DIRECTIONS FOR THIS TASK:
Put the data below into a two-column CSV with the columns "instruction" and "keypoints", giving one row per item with its text under "instruction" and its answer under "keypoints". Enclose each field in double quotes and replace every line break within a field with a space.

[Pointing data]
* * * * *
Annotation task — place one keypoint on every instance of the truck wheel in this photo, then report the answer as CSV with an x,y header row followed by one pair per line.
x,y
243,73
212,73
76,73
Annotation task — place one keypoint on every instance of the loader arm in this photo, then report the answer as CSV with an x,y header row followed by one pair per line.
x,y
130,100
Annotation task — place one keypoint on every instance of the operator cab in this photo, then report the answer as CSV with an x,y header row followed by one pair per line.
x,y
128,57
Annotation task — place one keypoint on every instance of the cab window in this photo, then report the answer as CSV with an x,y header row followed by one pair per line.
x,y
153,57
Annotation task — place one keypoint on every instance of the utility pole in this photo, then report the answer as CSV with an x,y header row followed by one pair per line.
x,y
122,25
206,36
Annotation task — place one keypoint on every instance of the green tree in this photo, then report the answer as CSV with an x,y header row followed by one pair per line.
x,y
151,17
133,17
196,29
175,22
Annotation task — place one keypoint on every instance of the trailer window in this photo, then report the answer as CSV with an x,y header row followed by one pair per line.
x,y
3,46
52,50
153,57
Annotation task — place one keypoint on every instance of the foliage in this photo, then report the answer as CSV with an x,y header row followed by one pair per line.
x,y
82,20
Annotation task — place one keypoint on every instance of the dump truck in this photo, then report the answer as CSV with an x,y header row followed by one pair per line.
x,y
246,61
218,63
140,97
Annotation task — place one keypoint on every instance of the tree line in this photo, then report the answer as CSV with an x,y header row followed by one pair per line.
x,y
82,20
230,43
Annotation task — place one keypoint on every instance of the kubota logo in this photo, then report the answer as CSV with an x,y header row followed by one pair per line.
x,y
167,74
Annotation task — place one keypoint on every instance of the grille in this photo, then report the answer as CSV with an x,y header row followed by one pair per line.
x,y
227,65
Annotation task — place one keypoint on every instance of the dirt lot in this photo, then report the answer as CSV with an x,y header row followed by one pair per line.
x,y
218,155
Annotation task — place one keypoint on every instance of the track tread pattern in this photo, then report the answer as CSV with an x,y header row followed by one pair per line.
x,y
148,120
* * * * *
RESPONSE TO THE EXERCISE:
instruction,keypoints
"Annotation task — place one keypoint on every instance of the truck wheel in this photo, then report the answer as CSV with an x,y header row followed by one pair per line.","x,y 243,73 212,73 76,73"
"Annotation task — place one keypoint on every instance of the loader arm in this photo, then report the answer as CSV with an x,y header row followed by one pair per line.","x,y 130,100"
"Annotation task — place one keypoint on every instance of the operator cab in this photo, then report the answer as CSV with an x,y header row followed by one pair per line.","x,y 128,57"
"Annotation task — place one keypoint on every instance of the cab window in this photo, then report the answer as CSV with an x,y header row followed by one pair per line.","x,y 153,57"
"Annotation task — place one keypoint on every instance of the utility pole in this photo, then report the answer as CSV with an x,y header row followed by one pair per line.","x,y 122,25 206,36"
"Annotation task — place one keypoint on every instance of the green tree in this photo, then report the answer as CSV with an x,y header row followed by one pair per line.","x,y 151,17 133,17 196,29 175,22"
"Annotation task — place one keypoint on every instance of the trailer window in this photo, then report the answer as CSV with an x,y header row followed by one pair per line.","x,y 3,46 52,50 153,57"
"Annotation task — place one keypoint on every instance of the foliage in this photo, then report the answer as CSV with an x,y header row followed by one pair per line.","x,y 82,20"
"Annotation task — place one keypoint on every instance of the dump truck in this photo, then report the answer as CSV with an x,y header row followed by one pair per line.","x,y 246,61 218,63 140,97"
"Annotation task — place one keypoint on every instance of the tree line in this photo, then report the answer as CSV with an x,y header row followed by one pair per line.","x,y 82,20 230,43"
"Annotation task — place one keypoint on every instance of the kubota logo in this photo, then report the answer as CSV with an x,y header row followed by one pair per line.","x,y 167,74"
"Annotation task — place one keypoint on every instance of the grille in this photo, then report the answer as CSV with an x,y header row followed by one pair per line.","x,y 227,65"
"Annotation task — place one keypoint on every instance of the dirt lot in this photo, then report the answer as CSV with an x,y header row followed by one pair per line.","x,y 218,155"
"Annotation task — place one keypoint on every instance of the track tread pattern in this photo, then report the answer as CSV with an x,y header row followed by one pair per line.","x,y 148,120"